Фрагмент текста:
Наконец, на северной стороне Иосиф не показывает ворот в своем специальном описании Иродова храма, но однакож существование ворот здесь предполагает в своем повествовании о попытке воинов Кестия сжечь ворога святилища. Это должны были быть северные ворота, потому что нападение Кестия на храм происходило с севера («Bellum Judaicum», II, 19:5). Мишна и дальнейшее иудейское предание дают подробное, но весьма таинственное описание северных ворот, называя их при этом воротами Тади или Тери146. Так как описание этих ворот требует предварительного знания некоторых новейших открытий на площади иерусалимского храма, то мы будем говорить о них подробно уже в следующей главе.

Список позиций:

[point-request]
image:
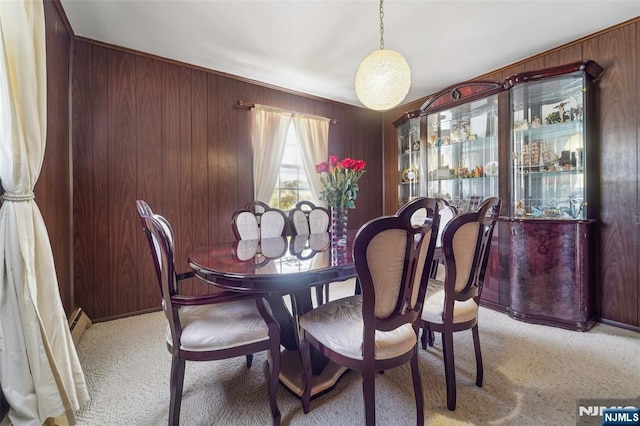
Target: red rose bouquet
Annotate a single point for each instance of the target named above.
(340, 181)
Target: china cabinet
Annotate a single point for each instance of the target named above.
(529, 140)
(411, 162)
(554, 199)
(462, 152)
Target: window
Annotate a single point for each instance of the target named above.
(292, 184)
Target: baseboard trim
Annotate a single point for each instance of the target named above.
(79, 322)
(620, 324)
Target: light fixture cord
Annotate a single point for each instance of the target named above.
(381, 26)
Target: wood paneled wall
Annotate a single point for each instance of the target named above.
(53, 188)
(618, 111)
(174, 136)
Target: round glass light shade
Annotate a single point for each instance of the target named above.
(383, 80)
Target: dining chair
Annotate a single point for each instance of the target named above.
(446, 212)
(307, 218)
(258, 220)
(377, 329)
(210, 327)
(452, 305)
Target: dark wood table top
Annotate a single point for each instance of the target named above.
(283, 264)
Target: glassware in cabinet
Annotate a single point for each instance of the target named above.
(411, 148)
(462, 153)
(548, 148)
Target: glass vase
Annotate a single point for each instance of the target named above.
(339, 220)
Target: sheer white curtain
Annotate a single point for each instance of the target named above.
(313, 138)
(269, 132)
(40, 372)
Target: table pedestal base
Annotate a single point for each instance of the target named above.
(291, 375)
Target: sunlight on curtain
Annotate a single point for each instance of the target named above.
(313, 139)
(269, 133)
(40, 372)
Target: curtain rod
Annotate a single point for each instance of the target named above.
(248, 105)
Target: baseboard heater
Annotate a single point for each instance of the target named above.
(78, 323)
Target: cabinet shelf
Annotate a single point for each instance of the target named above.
(557, 130)
(532, 172)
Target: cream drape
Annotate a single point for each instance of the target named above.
(269, 132)
(313, 138)
(40, 372)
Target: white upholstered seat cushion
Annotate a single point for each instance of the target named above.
(338, 325)
(220, 326)
(434, 305)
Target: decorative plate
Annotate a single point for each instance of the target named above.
(491, 168)
(410, 174)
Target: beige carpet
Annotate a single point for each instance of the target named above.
(533, 375)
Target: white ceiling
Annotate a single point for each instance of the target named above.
(315, 47)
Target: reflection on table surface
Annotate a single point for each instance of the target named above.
(307, 258)
(278, 266)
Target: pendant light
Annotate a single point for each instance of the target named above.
(383, 78)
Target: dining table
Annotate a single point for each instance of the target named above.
(285, 270)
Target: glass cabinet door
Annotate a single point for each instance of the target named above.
(462, 153)
(548, 148)
(410, 161)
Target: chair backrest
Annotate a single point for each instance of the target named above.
(160, 238)
(273, 223)
(466, 244)
(446, 212)
(245, 225)
(307, 218)
(257, 220)
(392, 255)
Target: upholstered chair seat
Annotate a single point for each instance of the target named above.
(209, 327)
(432, 311)
(338, 325)
(377, 329)
(452, 305)
(220, 326)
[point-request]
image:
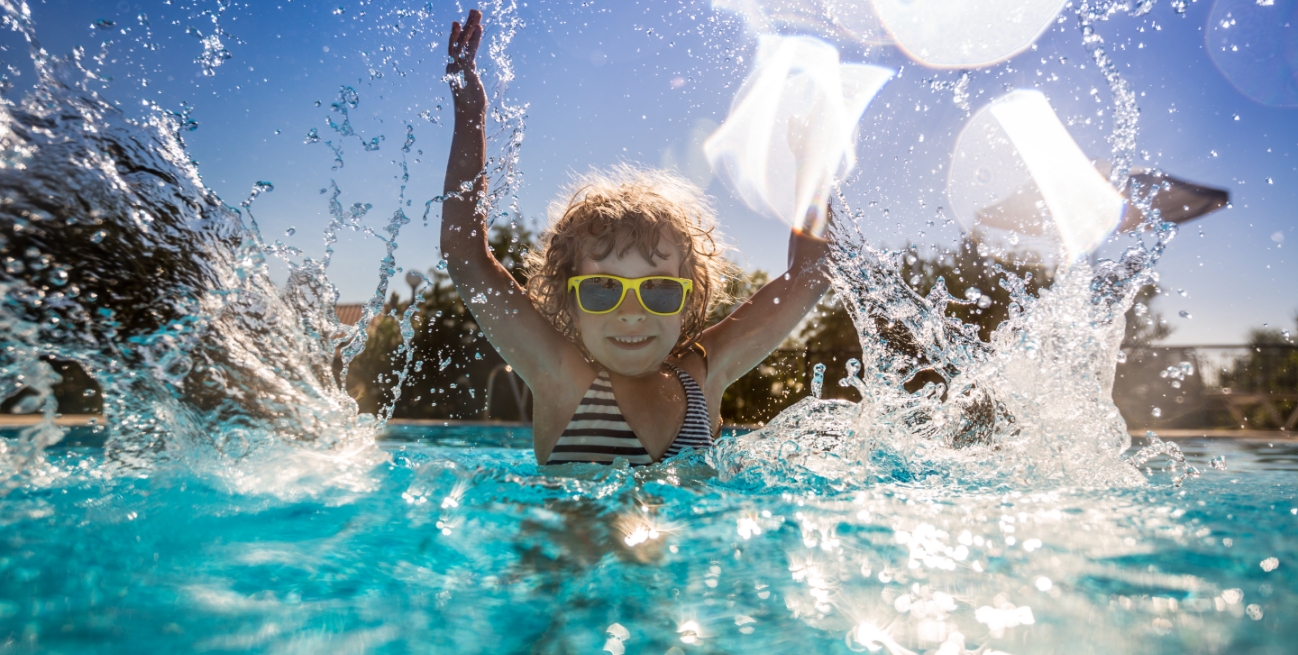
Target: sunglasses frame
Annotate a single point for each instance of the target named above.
(627, 284)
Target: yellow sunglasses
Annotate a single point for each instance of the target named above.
(658, 293)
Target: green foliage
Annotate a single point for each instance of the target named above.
(1270, 366)
(451, 362)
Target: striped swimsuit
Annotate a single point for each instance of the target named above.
(599, 432)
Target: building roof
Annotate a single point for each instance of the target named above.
(349, 314)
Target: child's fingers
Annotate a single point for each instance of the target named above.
(474, 39)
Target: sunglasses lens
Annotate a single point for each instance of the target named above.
(599, 293)
(662, 296)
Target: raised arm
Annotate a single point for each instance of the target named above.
(759, 324)
(510, 322)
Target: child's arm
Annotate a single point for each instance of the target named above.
(508, 318)
(759, 324)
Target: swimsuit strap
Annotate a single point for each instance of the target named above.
(697, 429)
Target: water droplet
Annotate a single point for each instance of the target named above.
(817, 380)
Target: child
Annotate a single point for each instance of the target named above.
(609, 332)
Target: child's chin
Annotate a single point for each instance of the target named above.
(634, 363)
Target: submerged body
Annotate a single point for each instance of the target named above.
(628, 226)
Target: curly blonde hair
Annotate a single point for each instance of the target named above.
(615, 212)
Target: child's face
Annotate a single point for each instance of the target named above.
(630, 340)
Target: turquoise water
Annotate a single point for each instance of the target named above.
(458, 542)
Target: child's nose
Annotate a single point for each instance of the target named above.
(631, 309)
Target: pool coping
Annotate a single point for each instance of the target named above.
(17, 420)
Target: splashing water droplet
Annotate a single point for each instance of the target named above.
(817, 380)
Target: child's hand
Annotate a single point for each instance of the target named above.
(466, 88)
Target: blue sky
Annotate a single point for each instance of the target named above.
(609, 82)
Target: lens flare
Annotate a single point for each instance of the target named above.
(1016, 169)
(1255, 46)
(965, 34)
(844, 22)
(792, 129)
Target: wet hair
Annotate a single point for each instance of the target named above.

Поставленная задача A: Воспроизведите без изменений часть фрагмента текста между словами «Наконец, на северной» и «в следующей главе.» включительно.
Поставленная задача B: Почему, согласно фрагменту текста, ворота, которые пытались сжечь воины Кестия, должны были быть северными?
Позиции списка являются самостоятельным материалом.

Результат выполнения A:
Наконец, на северной стороне Иосиф не показывает ворот в своем специальном описании Иродова храма, но однакож существование ворот здесь предполагает в своем повествовании о попытке воинов Кестия сжечь ворога святилища. Это должны были быть северные ворота, потому что нападение Кестия на храм происходило с севера («Bellum Judaicum», II, 19:5). Мишна и дальнейшее иудейское предание дают подробное, но весьма таинственное описание северных ворот, называя их при этом воротами Тади или Тери146. Так как описание этих ворот требует предварительного знания некоторых новейших открытий на площади иерусалимского храма, то мы будем говорить о них подробно уже в следующей главе.

Результат выполнения B: Нападение Кестия на храм происходило с севера.